#### [What is asked]
Count the lines of the records below that contain the string "wooden", treating case as significant, and reply with the number alone.

#### [Stored data]
-*-*-

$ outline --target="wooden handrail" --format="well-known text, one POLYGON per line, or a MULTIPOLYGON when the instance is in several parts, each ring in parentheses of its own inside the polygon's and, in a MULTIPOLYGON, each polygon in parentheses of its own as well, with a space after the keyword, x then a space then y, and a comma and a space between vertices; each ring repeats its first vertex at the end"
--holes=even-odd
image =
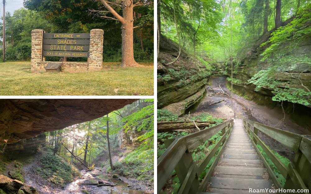
MULTIPOLYGON (((301 193, 309 194, 306 191, 307 189, 306 185, 308 186, 308 188, 311 188, 311 175, 309 172, 311 170, 311 138, 247 119, 243 119, 243 124, 248 135, 251 134, 253 136, 253 139, 251 140, 251 141, 257 149, 258 148, 256 144, 258 143, 286 178, 284 188, 303 189, 304 192, 301 193), (248 124, 247 125, 246 124, 248 124), (254 127, 253 132, 251 129, 250 125, 254 127), (293 150, 296 153, 293 163, 290 162, 288 167, 286 166, 259 138, 258 134, 258 130, 293 150), (307 172, 308 170, 309 172, 307 172)), ((273 173, 270 167, 267 167, 267 168, 270 169, 267 169, 268 171, 273 173), (269 169, 270 170, 269 171, 269 169)), ((281 185, 279 180, 275 177, 274 174, 271 175, 272 175, 273 180, 276 184, 281 185)))
MULTIPOLYGON (((228 134, 230 134, 233 124, 233 120, 231 120, 188 135, 164 141, 167 149, 157 161, 157 193, 160 192, 174 169, 181 184, 179 194, 196 193, 200 186, 198 177, 201 175, 222 143, 222 148, 224 147, 223 146, 228 140, 226 137, 228 134), (225 127, 227 126, 228 129, 226 131, 225 127), (220 131, 222 131, 221 138, 202 161, 197 165, 192 159, 191 151, 220 131)), ((214 160, 213 162, 215 162, 216 160, 214 160)), ((212 169, 214 170, 213 167, 212 169)), ((207 174, 206 177, 211 174, 207 174)))

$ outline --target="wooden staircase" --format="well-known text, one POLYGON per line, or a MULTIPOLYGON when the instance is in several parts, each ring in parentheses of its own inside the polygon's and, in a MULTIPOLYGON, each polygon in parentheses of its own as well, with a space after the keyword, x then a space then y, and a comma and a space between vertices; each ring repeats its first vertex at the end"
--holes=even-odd
POLYGON ((274 188, 267 170, 243 128, 242 119, 234 120, 233 129, 209 183, 208 192, 249 193, 249 189, 274 188))

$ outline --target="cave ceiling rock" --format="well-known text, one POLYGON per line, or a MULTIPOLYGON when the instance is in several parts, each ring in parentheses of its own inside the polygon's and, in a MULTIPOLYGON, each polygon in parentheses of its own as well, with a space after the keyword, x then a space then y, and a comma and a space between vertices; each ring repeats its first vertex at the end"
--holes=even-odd
POLYGON ((0 143, 102 117, 138 99, 0 99, 0 143))

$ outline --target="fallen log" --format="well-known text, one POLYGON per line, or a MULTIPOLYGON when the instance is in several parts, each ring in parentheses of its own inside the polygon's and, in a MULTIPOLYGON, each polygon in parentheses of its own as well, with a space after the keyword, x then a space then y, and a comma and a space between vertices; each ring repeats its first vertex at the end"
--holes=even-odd
POLYGON ((98 183, 81 183, 81 185, 97 185, 98 184, 98 183))
POLYGON ((78 160, 78 161, 80 162, 80 163, 81 163, 81 164, 82 164, 82 165, 83 165, 84 166, 86 167, 86 168, 87 168, 89 170, 90 169, 90 168, 89 168, 89 167, 87 166, 86 165, 83 163, 82 161, 81 161, 81 160, 81 160, 81 159, 80 160, 79 160, 80 159, 78 157, 77 157, 77 156, 75 156, 75 155, 73 153, 70 151, 68 150, 68 148, 67 148, 63 143, 61 142, 61 143, 62 144, 62 145, 63 145, 63 146, 64 147, 66 148, 66 149, 67 150, 67 151, 69 151, 69 153, 70 153, 70 154, 72 155, 72 156, 73 156, 77 160, 78 160))
POLYGON ((223 92, 224 94, 225 94, 226 95, 227 95, 228 97, 230 97, 230 96, 229 96, 229 94, 226 94, 225 93, 225 92, 224 92, 224 91, 222 90, 222 88, 221 88, 221 87, 220 87, 220 85, 218 84, 218 86, 219 86, 219 88, 220 88, 220 89, 221 89, 221 91, 222 91, 222 92, 223 92))
MULTIPOLYGON (((198 128, 208 127, 210 124, 215 124, 215 121, 195 121, 198 128)), ((175 122, 162 122, 158 121, 157 123, 157 131, 165 131, 178 129, 184 129, 196 128, 193 121, 175 122)))
POLYGON ((102 186, 110 186, 111 187, 114 187, 114 186, 115 186, 117 184, 115 184, 114 185, 112 185, 110 184, 99 184, 96 186, 97 187, 101 187, 102 186))
POLYGON ((218 102, 214 102, 214 103, 212 103, 210 105, 210 106, 212 106, 213 105, 215 104, 217 104, 217 103, 219 103, 219 102, 222 102, 222 101, 224 101, 224 100, 220 100, 220 101, 218 101, 218 102))

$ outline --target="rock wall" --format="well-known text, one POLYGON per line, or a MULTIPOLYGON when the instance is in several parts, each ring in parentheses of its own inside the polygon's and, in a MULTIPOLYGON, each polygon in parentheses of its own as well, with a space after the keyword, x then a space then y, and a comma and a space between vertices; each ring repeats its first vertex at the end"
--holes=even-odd
MULTIPOLYGON (((263 88, 259 91, 255 91, 255 85, 245 83, 259 71, 266 70, 269 66, 269 64, 266 61, 261 61, 263 57, 261 55, 270 46, 270 44, 268 44, 262 47, 261 47, 260 45, 268 41, 271 37, 272 32, 272 31, 267 34, 263 35, 253 48, 246 53, 238 55, 239 55, 239 56, 241 59, 239 61, 237 65, 236 62, 234 62, 233 63, 233 91, 235 93, 240 96, 244 96, 246 99, 253 101, 260 105, 273 106, 276 104, 276 102, 272 101, 272 98, 274 95, 271 92, 271 90, 267 88, 263 88)), ((311 37, 306 37, 305 41, 301 42, 297 46, 298 48, 296 51, 296 54, 309 55, 311 53, 311 37)), ((290 54, 295 54, 293 53, 290 54)), ((228 64, 230 65, 226 66, 227 71, 225 73, 226 73, 226 75, 229 77, 231 77, 231 61, 228 64)), ((299 71, 297 67, 293 66, 290 64, 284 64, 282 68, 284 72, 290 72, 295 74, 298 73, 298 72, 299 71)), ((283 76, 281 76, 280 74, 280 75, 278 76, 278 78, 277 80, 282 81, 283 86, 290 86, 293 87, 292 86, 296 86, 299 83, 295 79, 284 78, 283 76)), ((311 73, 310 70, 302 73, 300 79, 304 85, 311 90, 311 73)), ((230 87, 228 88, 231 88, 231 87, 230 84, 230 87)), ((311 105, 308 106, 311 107, 311 105)))
POLYGON ((183 48, 178 60, 179 46, 162 36, 158 59, 157 108, 181 115, 185 110, 203 96, 211 71, 183 48), (180 102, 183 102, 179 103, 180 102))
POLYGON ((121 145, 120 148, 127 147, 132 148, 138 147, 144 141, 140 141, 137 138, 146 133, 146 130, 142 130, 139 131, 133 129, 131 131, 125 132, 125 129, 123 129, 121 133, 121 145))
POLYGON ((0 143, 92 120, 137 99, 0 99, 0 143))

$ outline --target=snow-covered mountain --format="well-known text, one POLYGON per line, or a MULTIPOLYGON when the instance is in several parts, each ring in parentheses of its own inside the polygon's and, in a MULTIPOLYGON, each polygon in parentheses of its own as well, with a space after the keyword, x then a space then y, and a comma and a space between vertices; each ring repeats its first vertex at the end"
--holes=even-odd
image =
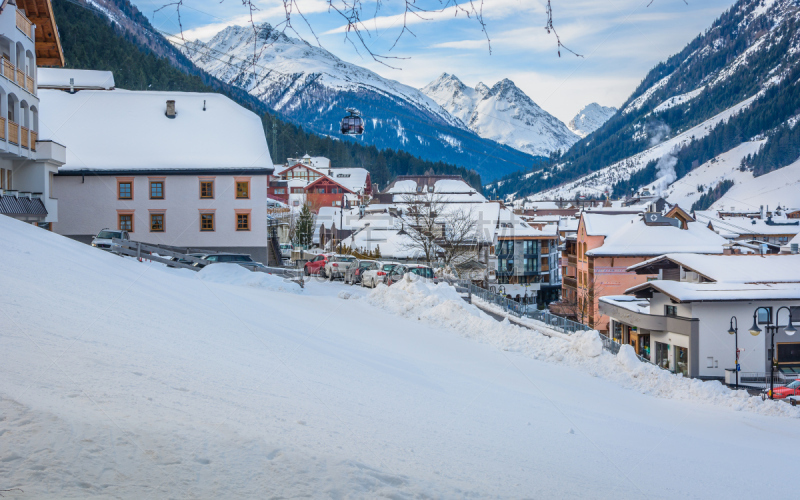
POLYGON ((422 92, 479 136, 532 155, 565 151, 579 139, 507 78, 491 88, 482 82, 471 88, 442 73, 422 92))
POLYGON ((591 134, 601 125, 614 116, 617 108, 611 106, 601 106, 596 102, 587 104, 569 121, 567 127, 581 137, 591 134))
POLYGON ((779 183, 762 186, 775 193, 795 186, 800 170, 788 167, 800 158, 798 26, 797 0, 739 0, 557 162, 511 174, 485 192, 551 199, 623 196, 649 186, 689 209, 724 180, 734 183, 731 192, 756 183, 779 183))
POLYGON ((480 165, 495 178, 535 161, 530 155, 481 138, 418 89, 348 63, 327 50, 292 38, 267 23, 229 26, 209 42, 187 43, 184 53, 223 82, 257 97, 286 119, 341 137, 347 108, 365 118, 359 140, 402 149, 430 160, 480 165), (494 151, 491 157, 489 151, 494 151))

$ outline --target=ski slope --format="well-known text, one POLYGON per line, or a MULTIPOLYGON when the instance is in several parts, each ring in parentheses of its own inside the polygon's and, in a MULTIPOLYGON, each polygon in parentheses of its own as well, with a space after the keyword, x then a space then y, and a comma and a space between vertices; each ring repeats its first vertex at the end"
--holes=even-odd
POLYGON ((0 235, 7 498, 754 498, 796 468, 796 408, 446 285, 300 290, 0 235))

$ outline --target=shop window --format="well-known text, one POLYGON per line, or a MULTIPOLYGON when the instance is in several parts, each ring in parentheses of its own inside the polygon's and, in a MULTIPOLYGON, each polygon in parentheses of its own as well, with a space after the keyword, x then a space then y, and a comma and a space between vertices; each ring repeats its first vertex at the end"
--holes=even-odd
POLYGON ((675 346, 675 373, 689 376, 689 349, 675 346))
POLYGON ((656 364, 665 370, 669 370, 669 344, 661 342, 655 343, 656 364))

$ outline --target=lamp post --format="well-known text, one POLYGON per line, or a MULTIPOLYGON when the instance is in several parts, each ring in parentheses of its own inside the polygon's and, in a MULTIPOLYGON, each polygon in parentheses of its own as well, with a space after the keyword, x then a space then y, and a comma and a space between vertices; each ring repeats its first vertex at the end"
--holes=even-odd
MULTIPOLYGON (((736 319, 736 316, 731 316, 731 327, 728 329, 728 333, 731 335, 735 335, 736 339, 736 388, 739 388, 739 320, 736 319)), ((756 333, 758 335, 758 333, 756 333)))
MULTIPOLYGON (((755 336, 761 333, 761 328, 758 327, 758 311, 759 309, 764 309, 767 313, 770 313, 770 310, 766 307, 756 307, 756 310, 753 312, 753 326, 750 327, 750 334, 755 336)), ((773 391, 775 389, 775 333, 780 328, 778 322, 778 316, 781 313, 781 309, 786 309, 789 313, 789 323, 784 327, 783 333, 789 335, 790 337, 797 333, 797 329, 792 325, 792 310, 786 306, 781 306, 775 311, 775 324, 772 324, 772 318, 769 318, 767 322, 767 333, 770 334, 770 360, 769 360, 769 398, 773 398, 773 391)))

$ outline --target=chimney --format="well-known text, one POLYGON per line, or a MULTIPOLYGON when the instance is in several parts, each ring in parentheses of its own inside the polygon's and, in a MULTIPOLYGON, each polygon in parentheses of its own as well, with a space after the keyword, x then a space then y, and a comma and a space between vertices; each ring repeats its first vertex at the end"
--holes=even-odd
POLYGON ((167 118, 175 118, 175 116, 178 114, 178 112, 175 111, 175 101, 167 101, 167 112, 164 114, 167 115, 167 118))

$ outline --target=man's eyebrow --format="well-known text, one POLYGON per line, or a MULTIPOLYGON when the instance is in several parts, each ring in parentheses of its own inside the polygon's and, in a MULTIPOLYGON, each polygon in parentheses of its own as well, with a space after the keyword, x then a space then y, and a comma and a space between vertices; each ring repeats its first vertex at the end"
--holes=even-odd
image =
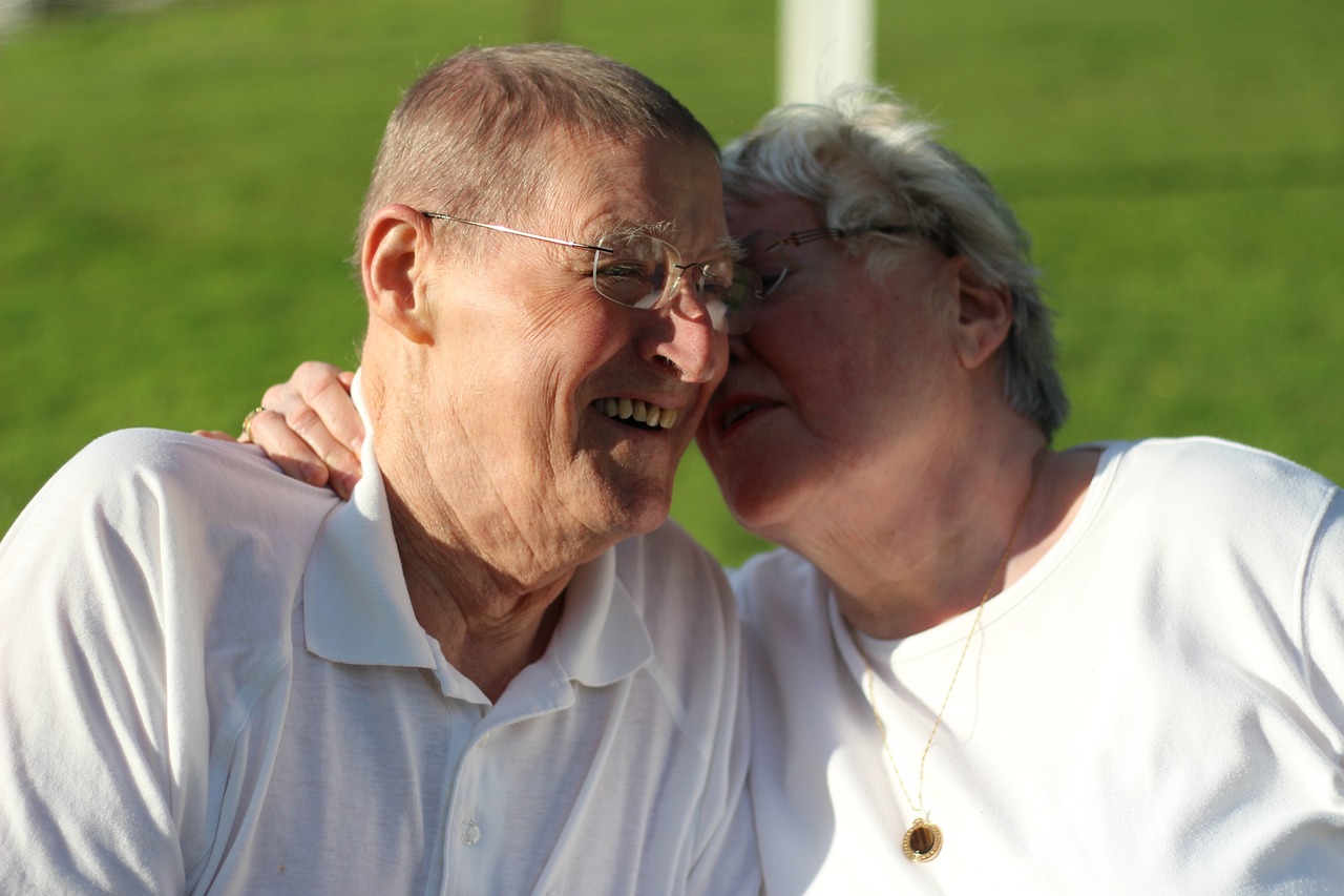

-*-*-

#### [Written solution]
2